◆ **Brano fornito**:
------------

Il governo di centrosinistra formato da socialisti e Podemos ha ricevuto la fiducia del Congresso spagnolo. A favore del premier Pedro Sànchez Castejòn hanno votato 167 deputati. I contrari sono stati 165. Come previsto, l’esecutivo pur non avendo i 176 voti necessari per la maggioranza assoluta nel Parlamento di 350 seggi riuscirà a partire grazie all’accordo per l’astensione degli indipendentisti catalani di sinistra del partito Erc e di quelli dei Paesi Baschi. Gli astenuti sono stati in effetti 18. La decisione conclude una crisi politica che in Spagna è andata avanti per mesi con due tornate elettorali anticipate. L’ultima è stata il 10 novembre, 4 mesi e mezzo dopo le Politiche che però non avevano prodotto una maggioranza parlamentare, tanto che l’attuale governo era in ordinaria amministrazione da dieci mesi. Una situazione di paralisi istituzionale – all’italiana, si è detto in diversi casi in questo periodo – anche per via dell’acuirsi della crisi nei rapporti tra Madrid e la Catalogna e l’ascesa di Vox, il movimento di destra nazionalista.

Quello che nascerà sarà il primo esecutivo di coalizione nella storia democratica della Spagna: finora i governi erano stati formati solo da esponenti di un solo partito. Domenica, nella prima votazione, i partiti che sostengono il governo Sànchez avevano mancato la soglia fissata dalla Costituzione per la maggioranza assoluta. Oggi invece era sufficiente la maggioranza relativa. A favore hanno votato i socialisti del Psoe (120), Unidas Podemos (35), i nazionalisti baschi (6), i 3 di Màs Paìs (il partito di Íñigo Errejòn, ex compagno di Pablo Iglesias, nato proprio da una scissione da Podemos) e i deputati dei partiti regionali di Canarie e Galizia e del movimento cittadino di Teruel, piccola città dell’Aragona. Tra i contrari tutte le destre nelle varie forme: dai Popolari a Vox, dai liberaldemocratici di Ciudadanos agli indipendentisti di destra di Junts per Catalnuya. Alla seduta, come sottolinea El Paìs, a differenza di domenica, ha partecipato anche la deputata di En Comù-Podem per Barcellona Aina Vidal che – ammalata di cancro e visibilmente emozionata – è stata applaudita a lungo dal Congresso.

------------

◆ **Dati forniti**:
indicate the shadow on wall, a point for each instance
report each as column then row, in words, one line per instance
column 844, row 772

------------

◆ **Obiettivo del compito**: Prosegui, per favore, l'articolo sulla fiducia del Congresso spagnolo al governo Sànchez, partendo subito dopo la sua ultima frase.

◆ **La risposta**:
Come detto sono state decisive le astensioni dei 13 deputati catalani di Esquerra Republicana de Catalunya e dei 5 baschi di Eh Bildu. Nell’accordo tra Sànchez e indipendentisti è previsto che ci sarà una trattativa bilaterale con la Generalitat. “Non si romperà la Spagna” ha promesso il premier nel discorso di insediamento di sabato.

I toni in Aula tuttavia sono stati tutt’altro che morbidi. A prendere la parola per la Erc è stata Montserrat Bassa, sorella di un’ex consigliera regionale della Catalogna condannata a 12 anni per sedizione e malversazione insieme agli altri politici catalani: “Personalmente non mi importa un fico secco della governabilità della Spagna”. Tra le altre cose ha definito i deputati socialisti “carnefici” e “complici” della violenza della polizia contro i cittadini parteciparono al referendum indetto dalla Catalogna il primo ottobre del 2017.

Dopo la fiducia il premier Pedro Sanchez ha dichiarato in un tweet che “con il governo di coalizione progressista in Spagna si apre una stagione di dialogo e politica utile“. Per il primo ministro sarà “un governo per tutte e tutti che estenda i diritti, ripristini la convivenza e difenda la giustizia sociale. Oggi nasce un tempo di moderazione, progresso e speranza”.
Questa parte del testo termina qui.